— start Article —

Clichées are very often that because they are true for so many people in a variety of circumstances. Or perhaps they are clichées because people say them so frequently whether they are true or not in order to say something when they cannot think of anything original, prefering instead to fall back on a hackneyed phrase or mantra that smacks of empathy without really ever putting themselves out on a limb. No area is more cliché-ridden than that of love.
Most of us have been at the sharp end of the ‘L word’ more than once and to have been so requires us to have first experienced the very reason that makes us take the risk. The alternative is the life of the comfortably numb. Is it therefore a panacea that we seek to give the person newly joining the brother- or sisterhood of the lachrymose succour or is it in fact ourselves we wish to reassure that such things have ultimately a karmic balance that will result in the end all our dreams coming true and all our fears being quashed? If by every emotional catastrophe of others we allow our own belief to be dented then from where can we draw our hope?

— end Article —

▶ **Written task 1**
Pick out every line of the entries that contains the word "slope".
The essay and the entries are unrelated, so treat each as separate material.

— start Raw records —

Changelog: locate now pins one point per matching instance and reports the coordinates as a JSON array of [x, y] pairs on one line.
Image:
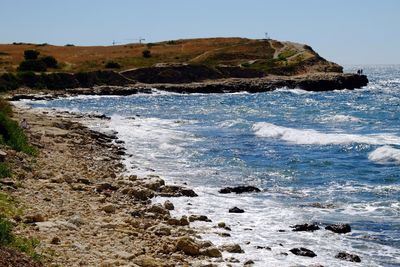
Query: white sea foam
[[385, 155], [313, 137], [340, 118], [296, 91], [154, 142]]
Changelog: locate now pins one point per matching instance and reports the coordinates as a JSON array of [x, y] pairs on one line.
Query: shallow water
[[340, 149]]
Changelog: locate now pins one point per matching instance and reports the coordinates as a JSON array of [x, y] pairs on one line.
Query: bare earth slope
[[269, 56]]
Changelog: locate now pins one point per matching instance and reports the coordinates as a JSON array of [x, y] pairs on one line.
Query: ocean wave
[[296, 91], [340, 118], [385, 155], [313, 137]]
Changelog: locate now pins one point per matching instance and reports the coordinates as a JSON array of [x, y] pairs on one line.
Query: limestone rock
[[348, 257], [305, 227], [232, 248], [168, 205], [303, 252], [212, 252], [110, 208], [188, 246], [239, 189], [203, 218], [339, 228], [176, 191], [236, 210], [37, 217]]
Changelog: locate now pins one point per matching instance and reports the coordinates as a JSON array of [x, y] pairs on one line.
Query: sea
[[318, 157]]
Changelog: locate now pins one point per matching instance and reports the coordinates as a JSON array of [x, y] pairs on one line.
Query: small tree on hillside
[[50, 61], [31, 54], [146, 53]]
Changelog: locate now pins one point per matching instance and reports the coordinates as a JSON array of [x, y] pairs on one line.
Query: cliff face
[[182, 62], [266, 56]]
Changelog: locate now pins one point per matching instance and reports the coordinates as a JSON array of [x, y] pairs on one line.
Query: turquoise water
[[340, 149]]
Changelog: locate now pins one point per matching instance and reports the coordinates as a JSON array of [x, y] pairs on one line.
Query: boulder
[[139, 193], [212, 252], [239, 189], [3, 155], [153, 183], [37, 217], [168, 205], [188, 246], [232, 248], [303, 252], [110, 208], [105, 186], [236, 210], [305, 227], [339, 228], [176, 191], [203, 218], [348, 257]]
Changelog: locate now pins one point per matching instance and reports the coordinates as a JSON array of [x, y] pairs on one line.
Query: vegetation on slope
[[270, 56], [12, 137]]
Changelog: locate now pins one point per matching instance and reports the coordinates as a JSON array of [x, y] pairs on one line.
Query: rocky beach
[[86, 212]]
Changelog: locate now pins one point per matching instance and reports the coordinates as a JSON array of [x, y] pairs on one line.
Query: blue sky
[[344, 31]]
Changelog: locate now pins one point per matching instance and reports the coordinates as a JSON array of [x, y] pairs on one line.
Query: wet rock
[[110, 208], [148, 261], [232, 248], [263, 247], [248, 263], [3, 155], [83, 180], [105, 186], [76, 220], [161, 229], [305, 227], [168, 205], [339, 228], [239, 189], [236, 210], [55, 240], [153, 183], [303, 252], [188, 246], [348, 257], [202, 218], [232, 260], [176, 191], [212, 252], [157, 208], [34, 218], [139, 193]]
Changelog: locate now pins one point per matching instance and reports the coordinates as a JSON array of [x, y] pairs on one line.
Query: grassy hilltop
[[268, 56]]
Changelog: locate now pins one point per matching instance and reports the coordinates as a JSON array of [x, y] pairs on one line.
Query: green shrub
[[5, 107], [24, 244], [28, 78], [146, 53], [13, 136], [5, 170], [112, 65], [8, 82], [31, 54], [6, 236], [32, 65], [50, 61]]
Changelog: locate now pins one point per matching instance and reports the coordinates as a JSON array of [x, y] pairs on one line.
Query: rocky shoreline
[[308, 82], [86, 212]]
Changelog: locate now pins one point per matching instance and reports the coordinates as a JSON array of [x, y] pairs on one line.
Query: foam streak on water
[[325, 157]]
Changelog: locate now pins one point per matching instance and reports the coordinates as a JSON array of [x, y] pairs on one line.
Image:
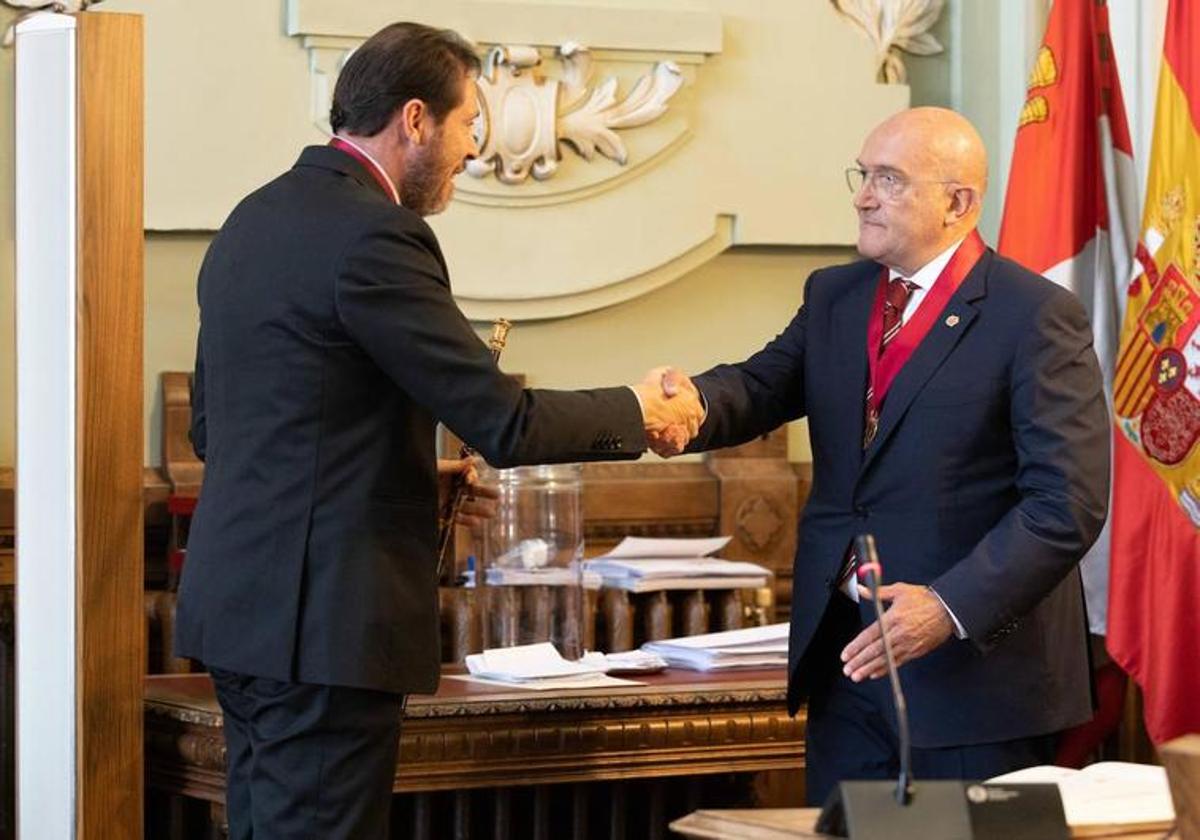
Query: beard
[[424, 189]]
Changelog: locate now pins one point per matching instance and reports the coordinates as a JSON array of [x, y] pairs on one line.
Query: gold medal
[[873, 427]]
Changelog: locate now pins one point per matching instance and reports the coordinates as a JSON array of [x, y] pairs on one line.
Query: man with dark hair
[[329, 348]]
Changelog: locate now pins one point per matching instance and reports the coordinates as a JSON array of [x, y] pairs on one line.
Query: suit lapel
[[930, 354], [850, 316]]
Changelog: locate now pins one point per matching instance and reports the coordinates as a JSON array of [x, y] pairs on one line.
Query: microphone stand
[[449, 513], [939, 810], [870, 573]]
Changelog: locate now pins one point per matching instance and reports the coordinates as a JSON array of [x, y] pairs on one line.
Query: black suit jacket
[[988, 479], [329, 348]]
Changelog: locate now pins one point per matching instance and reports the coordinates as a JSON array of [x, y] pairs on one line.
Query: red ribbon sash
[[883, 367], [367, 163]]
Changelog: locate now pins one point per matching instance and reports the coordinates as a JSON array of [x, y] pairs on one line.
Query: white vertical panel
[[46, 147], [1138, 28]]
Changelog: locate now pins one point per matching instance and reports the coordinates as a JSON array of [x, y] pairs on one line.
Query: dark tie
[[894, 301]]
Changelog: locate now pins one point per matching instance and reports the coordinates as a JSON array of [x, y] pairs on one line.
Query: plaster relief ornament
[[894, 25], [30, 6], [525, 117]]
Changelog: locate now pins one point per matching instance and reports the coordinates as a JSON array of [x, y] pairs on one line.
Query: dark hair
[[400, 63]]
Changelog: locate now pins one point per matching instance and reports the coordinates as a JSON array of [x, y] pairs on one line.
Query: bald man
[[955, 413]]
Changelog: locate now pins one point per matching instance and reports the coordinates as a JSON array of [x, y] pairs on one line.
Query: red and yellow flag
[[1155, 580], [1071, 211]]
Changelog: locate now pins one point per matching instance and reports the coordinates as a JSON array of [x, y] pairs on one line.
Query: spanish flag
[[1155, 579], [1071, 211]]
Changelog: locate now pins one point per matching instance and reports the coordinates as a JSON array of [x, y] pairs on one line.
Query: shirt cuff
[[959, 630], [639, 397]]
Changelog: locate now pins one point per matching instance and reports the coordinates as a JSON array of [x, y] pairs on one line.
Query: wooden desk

— end Raw records —
— start Raw records —

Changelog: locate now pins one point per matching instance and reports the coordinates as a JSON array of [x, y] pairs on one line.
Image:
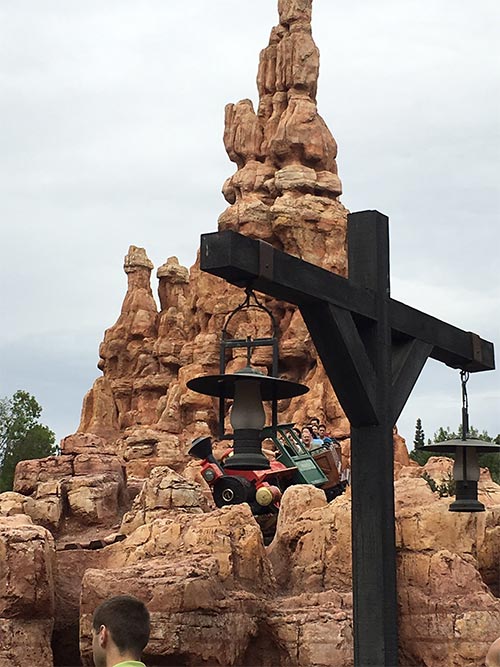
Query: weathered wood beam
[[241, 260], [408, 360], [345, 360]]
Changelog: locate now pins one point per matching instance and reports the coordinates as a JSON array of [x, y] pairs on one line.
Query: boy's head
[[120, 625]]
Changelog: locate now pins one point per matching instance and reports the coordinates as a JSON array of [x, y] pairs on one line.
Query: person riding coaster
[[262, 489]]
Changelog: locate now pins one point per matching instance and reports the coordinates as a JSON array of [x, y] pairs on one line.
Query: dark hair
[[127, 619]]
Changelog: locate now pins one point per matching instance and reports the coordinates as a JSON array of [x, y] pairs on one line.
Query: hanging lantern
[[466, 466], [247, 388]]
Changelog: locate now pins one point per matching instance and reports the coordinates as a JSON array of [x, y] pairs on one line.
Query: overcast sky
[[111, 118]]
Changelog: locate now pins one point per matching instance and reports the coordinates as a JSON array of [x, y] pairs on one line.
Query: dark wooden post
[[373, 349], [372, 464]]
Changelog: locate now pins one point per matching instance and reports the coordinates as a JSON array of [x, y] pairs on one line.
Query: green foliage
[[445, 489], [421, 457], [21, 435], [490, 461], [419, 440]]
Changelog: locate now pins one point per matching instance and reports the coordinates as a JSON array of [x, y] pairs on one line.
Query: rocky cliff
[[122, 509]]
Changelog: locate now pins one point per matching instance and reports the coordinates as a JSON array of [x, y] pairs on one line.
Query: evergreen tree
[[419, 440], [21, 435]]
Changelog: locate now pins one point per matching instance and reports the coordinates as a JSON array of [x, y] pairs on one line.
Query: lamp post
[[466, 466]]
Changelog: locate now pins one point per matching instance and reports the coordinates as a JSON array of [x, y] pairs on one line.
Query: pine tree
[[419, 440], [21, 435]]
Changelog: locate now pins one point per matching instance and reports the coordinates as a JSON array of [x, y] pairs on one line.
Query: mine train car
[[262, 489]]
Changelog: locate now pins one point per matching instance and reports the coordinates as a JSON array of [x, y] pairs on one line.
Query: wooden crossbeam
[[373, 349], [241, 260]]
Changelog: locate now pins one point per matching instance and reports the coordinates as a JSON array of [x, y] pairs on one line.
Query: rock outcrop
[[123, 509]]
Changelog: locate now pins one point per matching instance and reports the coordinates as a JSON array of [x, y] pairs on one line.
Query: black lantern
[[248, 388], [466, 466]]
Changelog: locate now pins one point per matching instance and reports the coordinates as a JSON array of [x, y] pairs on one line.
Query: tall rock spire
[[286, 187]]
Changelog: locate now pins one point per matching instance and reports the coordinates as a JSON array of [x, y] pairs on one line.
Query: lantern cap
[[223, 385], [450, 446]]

— end Raw records —
— start Raw records —

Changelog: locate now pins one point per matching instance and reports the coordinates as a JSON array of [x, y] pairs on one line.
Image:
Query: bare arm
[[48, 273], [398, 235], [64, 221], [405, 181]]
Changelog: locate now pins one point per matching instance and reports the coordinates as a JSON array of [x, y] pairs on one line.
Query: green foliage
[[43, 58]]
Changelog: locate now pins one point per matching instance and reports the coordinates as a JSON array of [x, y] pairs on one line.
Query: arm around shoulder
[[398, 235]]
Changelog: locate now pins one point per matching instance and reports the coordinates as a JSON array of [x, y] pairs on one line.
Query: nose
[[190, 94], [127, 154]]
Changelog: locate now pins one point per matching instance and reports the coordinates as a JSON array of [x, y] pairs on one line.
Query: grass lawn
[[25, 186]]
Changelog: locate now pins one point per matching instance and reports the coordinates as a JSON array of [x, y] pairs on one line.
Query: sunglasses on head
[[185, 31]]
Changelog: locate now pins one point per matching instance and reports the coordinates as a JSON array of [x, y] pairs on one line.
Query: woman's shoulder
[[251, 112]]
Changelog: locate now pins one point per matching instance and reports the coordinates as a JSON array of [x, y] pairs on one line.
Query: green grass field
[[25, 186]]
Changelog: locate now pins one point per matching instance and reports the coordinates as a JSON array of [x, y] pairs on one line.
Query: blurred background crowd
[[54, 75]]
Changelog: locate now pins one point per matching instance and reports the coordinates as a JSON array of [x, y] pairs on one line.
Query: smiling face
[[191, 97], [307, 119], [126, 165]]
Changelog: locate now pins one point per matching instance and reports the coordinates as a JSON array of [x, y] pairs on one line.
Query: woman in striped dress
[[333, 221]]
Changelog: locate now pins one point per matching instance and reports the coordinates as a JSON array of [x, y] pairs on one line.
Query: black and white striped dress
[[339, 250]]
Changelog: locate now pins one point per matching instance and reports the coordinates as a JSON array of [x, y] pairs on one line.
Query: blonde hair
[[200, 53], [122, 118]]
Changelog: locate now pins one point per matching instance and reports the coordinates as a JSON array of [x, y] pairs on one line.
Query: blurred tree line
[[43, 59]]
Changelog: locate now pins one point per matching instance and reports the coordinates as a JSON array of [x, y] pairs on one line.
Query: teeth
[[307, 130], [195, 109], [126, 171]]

— end Raw records —

▶ **Written task 2**
Reproduce the essay word for word between "Clichées are very" and "that of love.", inclusive.

▶ **Written response 1**
Query: bare earth slope
Query: vegetation on slope

▶ **Written response 2**
Clichées are very often that because they are true for so many people in a variety of circumstances. Or perhaps they are clichées because people say them so frequently whether they are true or not in order to say something when they cannot think of anything original, prefering instead to fall back on a hackneyed phrase or mantra that smacks of empathy without really ever putting themselves out on a limb. No area is more cliché-ridden than that of love.